--- BEGIN DOCUMENT ---

Tape Reels and COBOL Records

In a previous post I looked at the hardware side of open-reel (or “reel-to-reel”) data storage in mainframes of the ’50s to the ’80s. I promised a look at exactly how these reels were used though, which I didn’t provide there. On top of the rather impressive hardware there must be some kind of software layer, of course, and you can imagine that linear-access devices like tape are not exactly suitable for btrfs.

The data format on the tapes was generally entirely up to software. The hardware only specified one logical element of the data structure, which was that a certain length (often 1″ to 1/3″ depending on the hardware) should be left on the tape between blocks. This “interblock gap” allowed sufficient time for the tape to be stopped or started in between logical sections, so that the tape would be at full speed when data was read. This had implications on the design of any software scheme, but still left a great deal of room for storing actual data.

In this post I’ll look at three common software schemes used with tapes: native file support, COBOL record files, and the tape archiver (tar), which is still often used today.

--- END DOCUMENT ---

## DO THIS
Transcribe the entire text on tape reels and COBOL records word for word. The listing that comes next has no connection to the text on tape reels and COBOL records.

--- BEGIN DATASET EXCERPTS ---

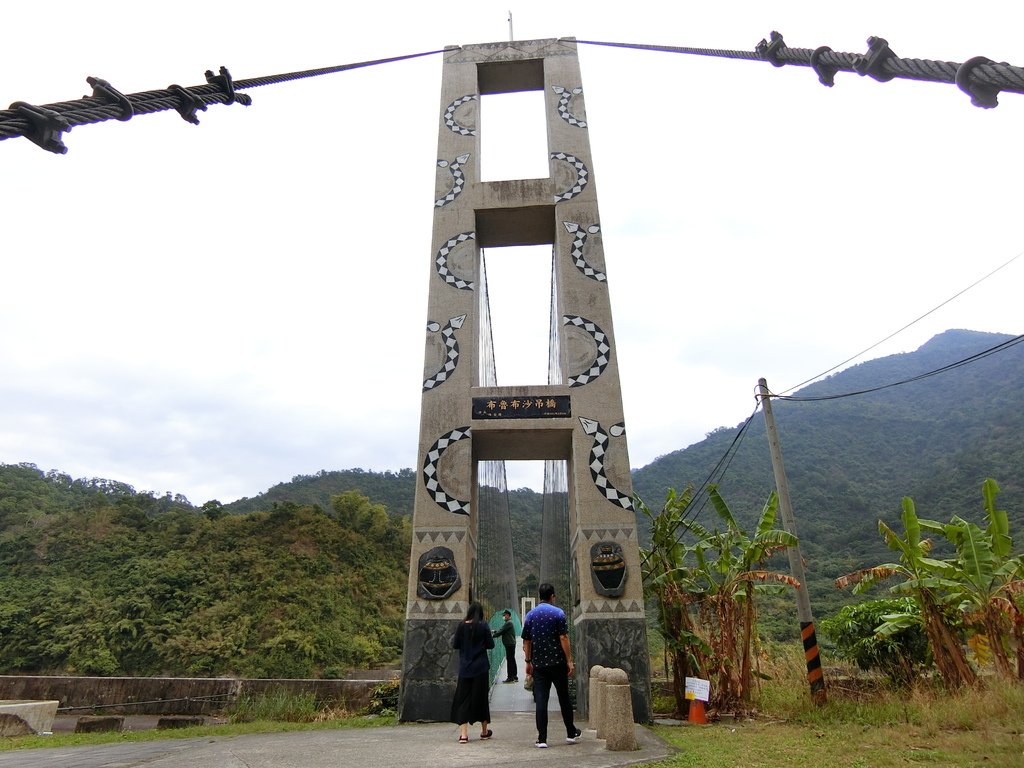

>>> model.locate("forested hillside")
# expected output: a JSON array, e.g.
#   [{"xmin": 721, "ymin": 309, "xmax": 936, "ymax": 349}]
[
  {"xmin": 0, "ymin": 331, "xmax": 1024, "ymax": 677},
  {"xmin": 0, "ymin": 466, "xmax": 410, "ymax": 677},
  {"xmin": 634, "ymin": 331, "xmax": 1024, "ymax": 615}
]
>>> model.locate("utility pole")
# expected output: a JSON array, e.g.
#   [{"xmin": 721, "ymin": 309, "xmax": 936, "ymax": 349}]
[{"xmin": 758, "ymin": 379, "xmax": 826, "ymax": 705}]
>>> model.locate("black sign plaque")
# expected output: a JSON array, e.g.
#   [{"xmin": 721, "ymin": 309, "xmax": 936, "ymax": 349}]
[{"xmin": 473, "ymin": 393, "xmax": 572, "ymax": 419}]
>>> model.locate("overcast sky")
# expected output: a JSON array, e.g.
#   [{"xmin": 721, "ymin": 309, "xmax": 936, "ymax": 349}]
[{"xmin": 0, "ymin": 0, "xmax": 1024, "ymax": 505}]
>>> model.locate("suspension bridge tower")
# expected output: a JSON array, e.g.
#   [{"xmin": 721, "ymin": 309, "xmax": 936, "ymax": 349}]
[{"xmin": 399, "ymin": 38, "xmax": 650, "ymax": 721}]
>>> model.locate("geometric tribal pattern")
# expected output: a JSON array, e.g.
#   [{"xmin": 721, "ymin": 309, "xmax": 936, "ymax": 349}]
[
  {"xmin": 562, "ymin": 221, "xmax": 608, "ymax": 283},
  {"xmin": 551, "ymin": 152, "xmax": 590, "ymax": 203},
  {"xmin": 434, "ymin": 232, "xmax": 476, "ymax": 291},
  {"xmin": 551, "ymin": 85, "xmax": 587, "ymax": 128},
  {"xmin": 423, "ymin": 314, "xmax": 466, "ymax": 391},
  {"xmin": 581, "ymin": 600, "xmax": 644, "ymax": 618},
  {"xmin": 423, "ymin": 427, "xmax": 472, "ymax": 515},
  {"xmin": 444, "ymin": 93, "xmax": 476, "ymax": 136},
  {"xmin": 406, "ymin": 600, "xmax": 468, "ymax": 618},
  {"xmin": 580, "ymin": 417, "xmax": 634, "ymax": 512},
  {"xmin": 562, "ymin": 314, "xmax": 611, "ymax": 387},
  {"xmin": 434, "ymin": 153, "xmax": 469, "ymax": 208}
]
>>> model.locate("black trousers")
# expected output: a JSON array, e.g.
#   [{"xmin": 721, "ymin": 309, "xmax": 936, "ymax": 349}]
[
  {"xmin": 505, "ymin": 645, "xmax": 519, "ymax": 680},
  {"xmin": 534, "ymin": 664, "xmax": 575, "ymax": 741}
]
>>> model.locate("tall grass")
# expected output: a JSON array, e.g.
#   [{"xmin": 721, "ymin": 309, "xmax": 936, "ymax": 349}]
[
  {"xmin": 651, "ymin": 645, "xmax": 1024, "ymax": 768},
  {"xmin": 758, "ymin": 645, "xmax": 1024, "ymax": 731},
  {"xmin": 225, "ymin": 690, "xmax": 321, "ymax": 723}
]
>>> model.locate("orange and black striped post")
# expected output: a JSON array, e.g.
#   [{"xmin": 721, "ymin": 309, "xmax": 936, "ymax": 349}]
[{"xmin": 800, "ymin": 622, "xmax": 825, "ymax": 705}]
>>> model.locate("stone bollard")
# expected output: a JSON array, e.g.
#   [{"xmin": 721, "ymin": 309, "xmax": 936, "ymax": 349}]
[
  {"xmin": 601, "ymin": 670, "xmax": 637, "ymax": 752},
  {"xmin": 587, "ymin": 664, "xmax": 604, "ymax": 731},
  {"xmin": 597, "ymin": 667, "xmax": 622, "ymax": 738}
]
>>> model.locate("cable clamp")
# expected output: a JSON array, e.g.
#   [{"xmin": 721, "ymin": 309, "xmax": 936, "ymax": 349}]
[
  {"xmin": 810, "ymin": 45, "xmax": 839, "ymax": 88},
  {"xmin": 9, "ymin": 101, "xmax": 71, "ymax": 155},
  {"xmin": 206, "ymin": 67, "xmax": 253, "ymax": 106},
  {"xmin": 85, "ymin": 77, "xmax": 135, "ymax": 122},
  {"xmin": 956, "ymin": 56, "xmax": 999, "ymax": 110},
  {"xmin": 755, "ymin": 32, "xmax": 785, "ymax": 67},
  {"xmin": 853, "ymin": 37, "xmax": 896, "ymax": 83},
  {"xmin": 167, "ymin": 83, "xmax": 206, "ymax": 125}
]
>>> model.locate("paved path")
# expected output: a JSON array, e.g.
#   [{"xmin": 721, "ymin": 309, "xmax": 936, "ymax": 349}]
[
  {"xmin": 0, "ymin": 712, "xmax": 670, "ymax": 768},
  {"xmin": 0, "ymin": 644, "xmax": 671, "ymax": 768}
]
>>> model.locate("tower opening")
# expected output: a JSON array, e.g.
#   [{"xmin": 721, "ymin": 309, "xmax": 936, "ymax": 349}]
[
  {"xmin": 480, "ymin": 90, "xmax": 549, "ymax": 181},
  {"xmin": 481, "ymin": 245, "xmax": 551, "ymax": 387}
]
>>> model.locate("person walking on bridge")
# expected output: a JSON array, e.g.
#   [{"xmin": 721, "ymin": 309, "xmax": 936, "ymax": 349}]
[
  {"xmin": 522, "ymin": 582, "xmax": 582, "ymax": 750},
  {"xmin": 452, "ymin": 602, "xmax": 495, "ymax": 744},
  {"xmin": 490, "ymin": 608, "xmax": 519, "ymax": 683}
]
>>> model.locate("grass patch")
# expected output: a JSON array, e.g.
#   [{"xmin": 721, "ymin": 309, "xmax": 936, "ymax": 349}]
[{"xmin": 650, "ymin": 647, "xmax": 1024, "ymax": 768}]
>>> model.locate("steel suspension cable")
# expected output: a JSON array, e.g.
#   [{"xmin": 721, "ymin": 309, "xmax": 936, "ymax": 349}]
[
  {"xmin": 0, "ymin": 49, "xmax": 445, "ymax": 155},
  {"xmin": 577, "ymin": 32, "xmax": 1024, "ymax": 109}
]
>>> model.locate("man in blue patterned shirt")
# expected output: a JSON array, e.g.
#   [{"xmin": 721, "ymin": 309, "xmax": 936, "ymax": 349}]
[{"xmin": 522, "ymin": 582, "xmax": 582, "ymax": 749}]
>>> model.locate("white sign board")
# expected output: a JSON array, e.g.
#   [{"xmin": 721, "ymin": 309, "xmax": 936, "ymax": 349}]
[{"xmin": 685, "ymin": 677, "xmax": 711, "ymax": 701}]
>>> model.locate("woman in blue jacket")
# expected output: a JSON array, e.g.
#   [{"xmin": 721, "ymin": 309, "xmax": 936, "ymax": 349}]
[{"xmin": 452, "ymin": 602, "xmax": 495, "ymax": 744}]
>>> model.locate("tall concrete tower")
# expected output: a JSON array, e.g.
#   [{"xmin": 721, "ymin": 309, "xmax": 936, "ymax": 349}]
[{"xmin": 400, "ymin": 38, "xmax": 650, "ymax": 721}]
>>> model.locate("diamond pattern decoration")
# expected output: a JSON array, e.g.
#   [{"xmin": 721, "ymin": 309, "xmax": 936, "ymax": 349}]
[
  {"xmin": 580, "ymin": 417, "xmax": 634, "ymax": 512},
  {"xmin": 551, "ymin": 152, "xmax": 590, "ymax": 203},
  {"xmin": 551, "ymin": 85, "xmax": 587, "ymax": 128},
  {"xmin": 444, "ymin": 93, "xmax": 476, "ymax": 136},
  {"xmin": 423, "ymin": 427, "xmax": 472, "ymax": 515},
  {"xmin": 434, "ymin": 232, "xmax": 476, "ymax": 291},
  {"xmin": 423, "ymin": 314, "xmax": 466, "ymax": 392},
  {"xmin": 434, "ymin": 153, "xmax": 470, "ymax": 208},
  {"xmin": 562, "ymin": 221, "xmax": 608, "ymax": 283},
  {"xmin": 562, "ymin": 314, "xmax": 611, "ymax": 387}
]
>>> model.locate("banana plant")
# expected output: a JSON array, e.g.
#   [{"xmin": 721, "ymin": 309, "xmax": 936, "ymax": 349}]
[
  {"xmin": 922, "ymin": 477, "xmax": 1024, "ymax": 679},
  {"xmin": 836, "ymin": 497, "xmax": 977, "ymax": 690}
]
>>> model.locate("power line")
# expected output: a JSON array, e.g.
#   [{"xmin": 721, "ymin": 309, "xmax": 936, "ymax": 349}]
[
  {"xmin": 776, "ymin": 251, "xmax": 1024, "ymax": 396},
  {"xmin": 577, "ymin": 32, "xmax": 1024, "ymax": 109},
  {"xmin": 770, "ymin": 335, "xmax": 1024, "ymax": 402}
]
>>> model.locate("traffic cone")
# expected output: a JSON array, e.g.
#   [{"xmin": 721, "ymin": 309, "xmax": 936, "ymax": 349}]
[{"xmin": 686, "ymin": 698, "xmax": 708, "ymax": 725}]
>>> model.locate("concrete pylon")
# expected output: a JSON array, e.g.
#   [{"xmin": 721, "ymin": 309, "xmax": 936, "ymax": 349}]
[{"xmin": 399, "ymin": 38, "xmax": 650, "ymax": 721}]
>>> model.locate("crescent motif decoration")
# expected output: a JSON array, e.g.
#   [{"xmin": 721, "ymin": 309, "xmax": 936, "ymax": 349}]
[
  {"xmin": 562, "ymin": 221, "xmax": 608, "ymax": 283},
  {"xmin": 562, "ymin": 314, "xmax": 611, "ymax": 387},
  {"xmin": 444, "ymin": 93, "xmax": 476, "ymax": 136},
  {"xmin": 580, "ymin": 417, "xmax": 635, "ymax": 512},
  {"xmin": 423, "ymin": 314, "xmax": 466, "ymax": 392},
  {"xmin": 551, "ymin": 152, "xmax": 590, "ymax": 203},
  {"xmin": 551, "ymin": 85, "xmax": 587, "ymax": 128},
  {"xmin": 423, "ymin": 427, "xmax": 472, "ymax": 515},
  {"xmin": 434, "ymin": 232, "xmax": 476, "ymax": 291},
  {"xmin": 434, "ymin": 153, "xmax": 469, "ymax": 208}
]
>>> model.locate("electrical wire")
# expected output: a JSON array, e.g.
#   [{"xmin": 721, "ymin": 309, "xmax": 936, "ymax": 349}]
[
  {"xmin": 768, "ymin": 335, "xmax": 1024, "ymax": 402},
  {"xmin": 776, "ymin": 251, "xmax": 1024, "ymax": 396}
]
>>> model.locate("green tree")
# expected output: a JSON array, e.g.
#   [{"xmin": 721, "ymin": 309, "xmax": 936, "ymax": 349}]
[
  {"xmin": 818, "ymin": 597, "xmax": 932, "ymax": 685},
  {"xmin": 921, "ymin": 477, "xmax": 1024, "ymax": 679},
  {"xmin": 836, "ymin": 497, "xmax": 977, "ymax": 690},
  {"xmin": 639, "ymin": 485, "xmax": 799, "ymax": 710}
]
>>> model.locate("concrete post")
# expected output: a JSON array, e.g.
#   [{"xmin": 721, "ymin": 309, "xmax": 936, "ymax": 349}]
[
  {"xmin": 601, "ymin": 670, "xmax": 637, "ymax": 752},
  {"xmin": 587, "ymin": 664, "xmax": 604, "ymax": 731}
]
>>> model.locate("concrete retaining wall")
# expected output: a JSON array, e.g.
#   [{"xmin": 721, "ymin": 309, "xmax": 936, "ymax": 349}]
[{"xmin": 0, "ymin": 672, "xmax": 390, "ymax": 715}]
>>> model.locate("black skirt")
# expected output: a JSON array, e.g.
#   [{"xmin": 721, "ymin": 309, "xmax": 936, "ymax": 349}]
[{"xmin": 452, "ymin": 672, "xmax": 490, "ymax": 725}]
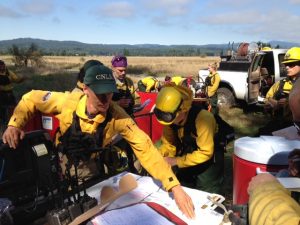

--- END DATASET EXCERPTS ---

## OUTPUT
Tape Reels and COBOL Records

In a previous post I looked at the hardware side of open-reel (or “reel-to-reel”) data storage in mainframes of the ’50s to the ’80s. I promised a look at exactly how these reels were used though, which I didn’t provide there. On top of the rather impressive hardware there must be some kind of software layer, of course, and you can imagine that linear-access devices like tape are not exactly suitable for btrfs.

The data format on the tapes was generally entirely up to software. The hardware only specified one logical element of the data structure, which was that a certain length (often 1″ to 1/3″ depending on the hardware) should be left on the tape between blocks. This “interblock gap” allowed sufficient time for the tape to be stopped or started in between logical sections, so that the tape would be at full speed when data was read. This had implications on the design of any software scheme, but still left a great deal of room for storing actual data.

In this post I’ll look at three common software schemes used with tapes: native file support, COBOL record files, and the tape archiver (tar), which is still often used today.